EXTRACT:
########
United States District Court, E.D. Louisiana

November 18, 2014

UNITED STATES,
v.
DONALD RICHARDSON

ORDER AND REASONS

SARAH S. VANCE, District Judge.

Before the Court are the government's motions to strike three of defendant's subpoenas duces tecum directed to the Terrebonne Parish Sheriff's Office. For the following reasons, the government's motion is GRANTED IN PART and DENIED IN PART.

I. Factual Background

Defendant is charged with two counts of distributing cocaine base ("crack") in violation of Title 21, United States Code, Sections 841(a)(1) and 841(b)(1)(C). The charges arise from two controlled sales of crack that defendant allegedly made on March 17, 2011 and March 23, 2011 to Alton Celestine, a confidential informant working with the Terrebonne Parish Sheriff's Office.
########
Write out the full court order word for word. The records stand apart from the court order and are separate material.

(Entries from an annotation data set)
########
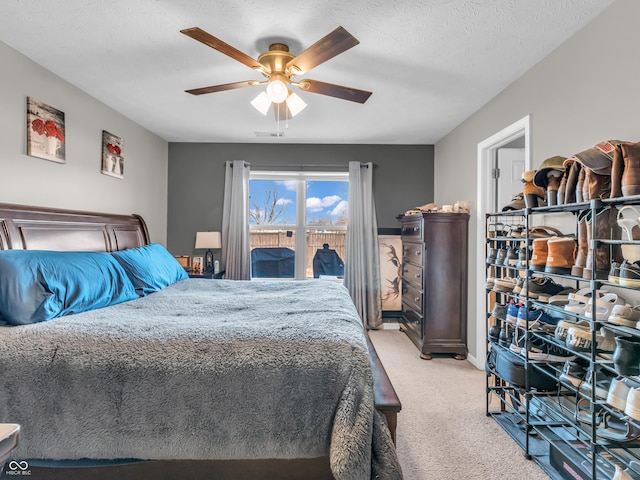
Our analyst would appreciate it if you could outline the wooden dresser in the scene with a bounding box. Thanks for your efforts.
[397,213,469,360]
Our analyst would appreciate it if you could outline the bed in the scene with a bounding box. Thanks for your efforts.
[0,204,402,480]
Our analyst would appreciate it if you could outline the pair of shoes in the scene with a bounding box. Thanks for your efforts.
[517,304,555,330]
[564,287,610,319]
[619,260,640,288]
[584,290,626,322]
[493,277,518,293]
[607,303,640,328]
[520,277,566,302]
[612,336,640,376]
[568,322,617,353]
[580,364,615,400]
[560,362,587,388]
[607,377,640,410]
[506,300,522,324]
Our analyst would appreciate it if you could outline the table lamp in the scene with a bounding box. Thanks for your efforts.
[196,232,222,273]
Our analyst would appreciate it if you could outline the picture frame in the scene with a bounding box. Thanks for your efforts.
[378,235,402,311]
[191,257,204,275]
[175,255,191,270]
[100,130,124,178]
[27,97,67,163]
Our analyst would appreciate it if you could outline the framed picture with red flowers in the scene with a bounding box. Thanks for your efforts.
[101,130,124,178]
[27,97,66,163]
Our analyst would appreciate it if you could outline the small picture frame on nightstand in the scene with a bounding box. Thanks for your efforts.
[175,255,191,271]
[191,257,203,275]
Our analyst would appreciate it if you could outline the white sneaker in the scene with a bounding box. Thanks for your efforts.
[607,303,640,328]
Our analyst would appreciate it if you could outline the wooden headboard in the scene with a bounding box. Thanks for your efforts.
[0,203,150,252]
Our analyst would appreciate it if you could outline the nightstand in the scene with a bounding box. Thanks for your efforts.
[189,270,224,280]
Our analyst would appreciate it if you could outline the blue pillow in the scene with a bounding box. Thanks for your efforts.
[0,250,138,325]
[111,243,189,296]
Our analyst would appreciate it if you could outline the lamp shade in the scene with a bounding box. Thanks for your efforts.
[267,80,289,103]
[196,232,222,248]
[251,92,271,115]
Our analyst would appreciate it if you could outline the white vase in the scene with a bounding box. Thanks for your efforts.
[45,137,60,157]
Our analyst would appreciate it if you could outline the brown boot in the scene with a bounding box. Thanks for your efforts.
[620,143,640,197]
[564,158,582,204]
[529,238,549,272]
[557,169,569,205]
[576,168,589,203]
[609,145,624,198]
[544,237,576,275]
[582,167,611,202]
[571,210,591,277]
[582,207,621,280]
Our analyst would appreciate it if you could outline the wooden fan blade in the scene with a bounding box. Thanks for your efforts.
[180,27,265,72]
[299,80,372,103]
[273,102,293,122]
[287,27,360,75]
[185,80,260,95]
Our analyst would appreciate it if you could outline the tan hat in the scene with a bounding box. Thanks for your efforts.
[533,155,566,188]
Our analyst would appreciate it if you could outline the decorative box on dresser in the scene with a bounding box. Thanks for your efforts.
[397,213,469,360]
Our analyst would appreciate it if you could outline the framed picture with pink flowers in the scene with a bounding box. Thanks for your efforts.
[101,130,124,178]
[27,97,66,163]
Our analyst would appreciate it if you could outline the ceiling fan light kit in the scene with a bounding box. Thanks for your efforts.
[180,27,371,121]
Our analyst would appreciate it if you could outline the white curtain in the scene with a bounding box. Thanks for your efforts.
[344,162,382,328]
[221,160,251,280]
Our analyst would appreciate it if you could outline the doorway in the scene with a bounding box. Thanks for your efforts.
[469,115,531,368]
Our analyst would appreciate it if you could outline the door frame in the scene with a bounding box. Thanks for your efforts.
[469,115,531,368]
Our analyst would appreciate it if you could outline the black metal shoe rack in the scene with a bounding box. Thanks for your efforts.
[485,196,640,480]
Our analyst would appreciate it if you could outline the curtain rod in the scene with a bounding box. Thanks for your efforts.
[231,162,375,170]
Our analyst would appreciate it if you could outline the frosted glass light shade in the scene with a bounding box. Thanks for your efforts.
[267,80,289,103]
[251,92,271,115]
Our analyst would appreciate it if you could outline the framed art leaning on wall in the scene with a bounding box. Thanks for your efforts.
[100,130,124,178]
[27,97,66,163]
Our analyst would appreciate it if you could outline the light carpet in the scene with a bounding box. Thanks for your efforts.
[369,329,549,480]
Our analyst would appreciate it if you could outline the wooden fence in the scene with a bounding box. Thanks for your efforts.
[249,230,347,278]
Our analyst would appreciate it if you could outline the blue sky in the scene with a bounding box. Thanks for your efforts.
[249,180,349,224]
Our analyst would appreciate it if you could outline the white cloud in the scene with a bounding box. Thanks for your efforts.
[329,200,349,217]
[307,195,340,212]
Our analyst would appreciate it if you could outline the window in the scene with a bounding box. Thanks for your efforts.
[249,171,349,279]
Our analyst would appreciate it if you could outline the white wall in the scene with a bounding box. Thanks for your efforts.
[435,0,640,360]
[0,42,168,245]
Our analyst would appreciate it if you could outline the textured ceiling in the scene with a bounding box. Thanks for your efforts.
[0,0,614,144]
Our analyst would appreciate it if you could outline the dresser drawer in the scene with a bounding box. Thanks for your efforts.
[402,242,424,265]
[400,216,422,239]
[402,262,422,290]
[402,282,422,315]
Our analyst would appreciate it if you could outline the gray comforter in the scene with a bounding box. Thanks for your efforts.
[0,279,401,480]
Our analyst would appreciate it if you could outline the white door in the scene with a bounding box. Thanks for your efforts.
[493,148,525,212]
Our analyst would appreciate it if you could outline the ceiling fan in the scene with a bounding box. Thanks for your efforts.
[180,27,371,120]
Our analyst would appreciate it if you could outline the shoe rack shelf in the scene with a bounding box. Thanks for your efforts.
[486,196,640,480]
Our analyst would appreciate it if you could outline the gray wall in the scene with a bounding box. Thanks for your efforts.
[435,0,640,364]
[0,42,168,244]
[167,143,433,255]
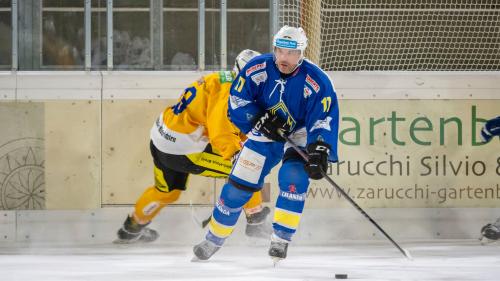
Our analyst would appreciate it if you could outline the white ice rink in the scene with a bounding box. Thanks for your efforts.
[0,240,500,281]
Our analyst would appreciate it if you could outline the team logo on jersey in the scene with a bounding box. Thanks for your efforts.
[309,116,332,132]
[245,62,266,77]
[304,86,312,99]
[280,184,306,201]
[306,74,320,93]
[229,96,251,109]
[196,77,205,86]
[252,71,267,86]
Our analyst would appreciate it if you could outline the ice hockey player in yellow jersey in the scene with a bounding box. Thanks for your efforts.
[115,50,271,243]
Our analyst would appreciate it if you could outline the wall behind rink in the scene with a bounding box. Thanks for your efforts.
[0,72,500,209]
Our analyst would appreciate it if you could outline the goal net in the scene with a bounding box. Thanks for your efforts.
[279,0,500,71]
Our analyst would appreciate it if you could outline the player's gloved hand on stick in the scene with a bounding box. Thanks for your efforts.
[304,141,330,180]
[254,111,286,142]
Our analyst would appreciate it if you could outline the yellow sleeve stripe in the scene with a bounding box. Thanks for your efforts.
[208,217,234,238]
[273,208,300,229]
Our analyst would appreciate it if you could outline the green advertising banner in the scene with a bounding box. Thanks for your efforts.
[298,100,500,208]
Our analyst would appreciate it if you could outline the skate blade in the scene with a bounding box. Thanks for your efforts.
[113,238,140,245]
[479,236,497,245]
[191,256,208,262]
[271,257,283,267]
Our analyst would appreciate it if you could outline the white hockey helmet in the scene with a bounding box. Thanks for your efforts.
[233,49,260,74]
[273,25,307,58]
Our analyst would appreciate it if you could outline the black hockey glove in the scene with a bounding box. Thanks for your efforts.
[304,141,330,180]
[254,111,286,142]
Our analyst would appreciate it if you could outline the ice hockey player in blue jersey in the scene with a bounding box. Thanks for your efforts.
[193,26,339,261]
[481,116,500,244]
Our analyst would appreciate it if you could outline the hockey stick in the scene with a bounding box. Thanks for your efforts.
[282,134,413,260]
[189,201,212,228]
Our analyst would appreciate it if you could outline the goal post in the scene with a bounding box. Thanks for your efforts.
[279,0,500,71]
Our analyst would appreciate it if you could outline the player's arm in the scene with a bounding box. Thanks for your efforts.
[304,77,339,179]
[207,84,241,160]
[481,116,500,142]
[228,62,263,134]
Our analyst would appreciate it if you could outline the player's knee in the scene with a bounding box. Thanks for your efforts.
[154,186,182,204]
[278,160,309,193]
[220,183,253,208]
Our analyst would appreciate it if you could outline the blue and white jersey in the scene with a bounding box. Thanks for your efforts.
[228,54,339,162]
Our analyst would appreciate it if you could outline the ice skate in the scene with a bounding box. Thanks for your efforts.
[113,216,159,244]
[479,223,500,245]
[268,233,289,266]
[245,207,273,239]
[191,240,220,262]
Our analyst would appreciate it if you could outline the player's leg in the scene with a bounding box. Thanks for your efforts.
[193,140,283,260]
[115,142,189,243]
[269,148,309,259]
[187,145,271,238]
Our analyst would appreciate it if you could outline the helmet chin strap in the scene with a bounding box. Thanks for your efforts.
[273,52,304,75]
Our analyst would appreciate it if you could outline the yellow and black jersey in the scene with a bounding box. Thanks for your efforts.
[151,71,241,159]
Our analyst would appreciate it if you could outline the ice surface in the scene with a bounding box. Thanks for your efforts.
[0,240,500,281]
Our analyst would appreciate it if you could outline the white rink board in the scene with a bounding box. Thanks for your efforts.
[0,71,500,101]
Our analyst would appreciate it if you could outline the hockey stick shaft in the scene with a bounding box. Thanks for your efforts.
[283,135,412,259]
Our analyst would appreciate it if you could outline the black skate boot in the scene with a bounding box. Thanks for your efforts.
[268,234,289,266]
[192,240,220,261]
[113,216,159,244]
[480,223,500,245]
[245,207,273,239]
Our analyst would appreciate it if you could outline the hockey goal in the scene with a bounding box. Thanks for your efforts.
[279,0,500,71]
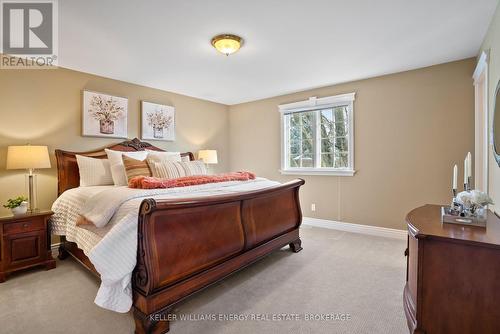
########
RESPONSE TO THE TASK:
United States District Court, E.D. Louisiana

November 18, 2014

UNITED STATES,
v.
DONALD RICHARDSON

ORDER AND REASONS

SARAH S. VANCE, District Judge.

Before the Court are the government's motions to strike three of defendant's subpoenas duces tecum directed to the Terrebonne Parish Sheriff's Office. For the following reasons, the government's motion is GRANTED IN PART and DENIED IN PART.

I. Factual Background

Defendant is charged with two counts of distributing cocaine base ("crack") in violation of Title 21, United States Code, Sections 841(a)(1) and 841(b)(1)(C). The charges arise from two controlled sales of crack that defendant allegedly made on March 17, 2011 and March 23, 2011 to Alton Celestine, a confidential informant working with the Terrebonne Parish Sheriff's Office.